[Excerpt from a dataset]
::::::
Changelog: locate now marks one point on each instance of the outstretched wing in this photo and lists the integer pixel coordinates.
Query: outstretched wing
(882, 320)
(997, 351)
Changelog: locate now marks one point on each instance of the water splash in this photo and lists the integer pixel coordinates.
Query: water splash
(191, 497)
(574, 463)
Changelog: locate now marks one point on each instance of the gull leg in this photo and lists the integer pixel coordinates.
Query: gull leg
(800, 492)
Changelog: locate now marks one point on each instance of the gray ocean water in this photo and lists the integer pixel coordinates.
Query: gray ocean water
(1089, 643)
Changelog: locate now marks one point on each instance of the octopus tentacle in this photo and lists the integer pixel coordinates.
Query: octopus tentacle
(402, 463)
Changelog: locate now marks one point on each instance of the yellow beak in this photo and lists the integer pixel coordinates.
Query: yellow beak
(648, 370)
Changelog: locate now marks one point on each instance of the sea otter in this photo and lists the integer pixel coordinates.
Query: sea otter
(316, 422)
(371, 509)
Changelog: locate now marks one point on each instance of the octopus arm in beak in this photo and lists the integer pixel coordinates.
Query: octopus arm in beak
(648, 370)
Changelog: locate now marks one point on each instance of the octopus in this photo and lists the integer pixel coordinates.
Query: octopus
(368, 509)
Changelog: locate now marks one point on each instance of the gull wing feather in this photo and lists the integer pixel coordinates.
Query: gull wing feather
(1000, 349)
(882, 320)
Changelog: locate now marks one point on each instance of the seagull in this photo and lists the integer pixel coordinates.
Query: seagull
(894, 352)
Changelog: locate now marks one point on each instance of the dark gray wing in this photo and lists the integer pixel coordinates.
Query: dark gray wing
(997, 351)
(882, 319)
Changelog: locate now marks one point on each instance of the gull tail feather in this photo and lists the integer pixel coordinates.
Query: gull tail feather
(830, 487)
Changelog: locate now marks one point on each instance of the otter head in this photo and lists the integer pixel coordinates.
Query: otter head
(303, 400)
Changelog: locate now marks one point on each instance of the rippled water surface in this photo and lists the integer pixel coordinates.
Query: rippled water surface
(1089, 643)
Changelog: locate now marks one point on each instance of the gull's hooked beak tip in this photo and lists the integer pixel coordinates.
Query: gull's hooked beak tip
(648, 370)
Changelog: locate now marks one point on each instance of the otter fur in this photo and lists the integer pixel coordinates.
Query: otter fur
::::::
PROBLEM REQUIREMENTS:
Retype all of the data above word for word, line by line, in the same order.

ANSWER FOR THE TASK:
Changelog: locate now marks one point on each instance of the outstretched wing in this photo and lists the integer pixel coordinates.
Query: outstretched wing
(882, 320)
(997, 351)
Changelog: locate now marks one point on each instance of the water splash in this photo and lists the integer pixel coordinates.
Query: water splash
(191, 497)
(574, 463)
Changelog: locate now marks one point on each instance of the gull leg in this photo and lists the integer pixel coordinates.
Query: gull leg
(800, 492)
Changelog: locate now marks one point on each instance of the gray ocean water in this photo and lists the integer pixel coordinates.
Query: gray ocean water
(1089, 643)
Changelog: locate now marks one point on each instance of the octopus tentacle in this photo and lists the integer pixel coordinates.
Query: octopus tentacle
(402, 463)
Changelog: locate now marks one point on each instance of the yellow beak in this photo and lists the integer pixel coordinates.
Query: yellow beak
(648, 370)
Changelog: locate now marks one point on each instance of the sea otter in this photo and lists the integer pixel coordinates.
Query: sea otter
(316, 422)
(371, 509)
Changelog: locate now marks one point on each instance of the octopus arm in beak in this photo and lists the integer pixel coordinates.
Query: octopus arm in beak
(648, 370)
Changelog: locate now marks one point on each instance of the octopus in this photo and lists the integer pixel coordinates.
Query: octopus
(368, 509)
Changelog: locate now marks one point on each instance of the gull wing feather in this photo and lists the integer pixel coordinates.
Query: gull wing feather
(1000, 349)
(882, 320)
Changelog: locate now marks one point on each instance of the seagull in this photo and lists the integer pixel coordinates.
Query: seagull
(894, 352)
Changelog: locate now marks one point on each instance of the dark gray wing in this photo and lists the integer pixel coordinates.
Query: dark gray wing
(997, 351)
(882, 319)
Changelog: locate now marks one point on each instance of the gull tail feather in this photo and lists the integer pixel coordinates.
Query: gull tail feather
(830, 487)
Changelog: locate now marks one point on each instance of the otter head in this photo and lists the integer pixel coordinates.
Query: otter head
(303, 400)
Changelog: locate now marks one point on each instance of the rippled water surface in this photo and lists the integer pixel coordinates.
Query: rippled water surface
(1089, 643)
Changelog: locate now marks one point on each instance of the gull's hooked beak tip in this photo and lists the integer pixel coordinates.
Query: gull's hooked beak tip
(648, 370)
Changelog: locate now marks one point on each instance of the otter fur in this photo and lists the integer pixel coordinates.
Query: otter fur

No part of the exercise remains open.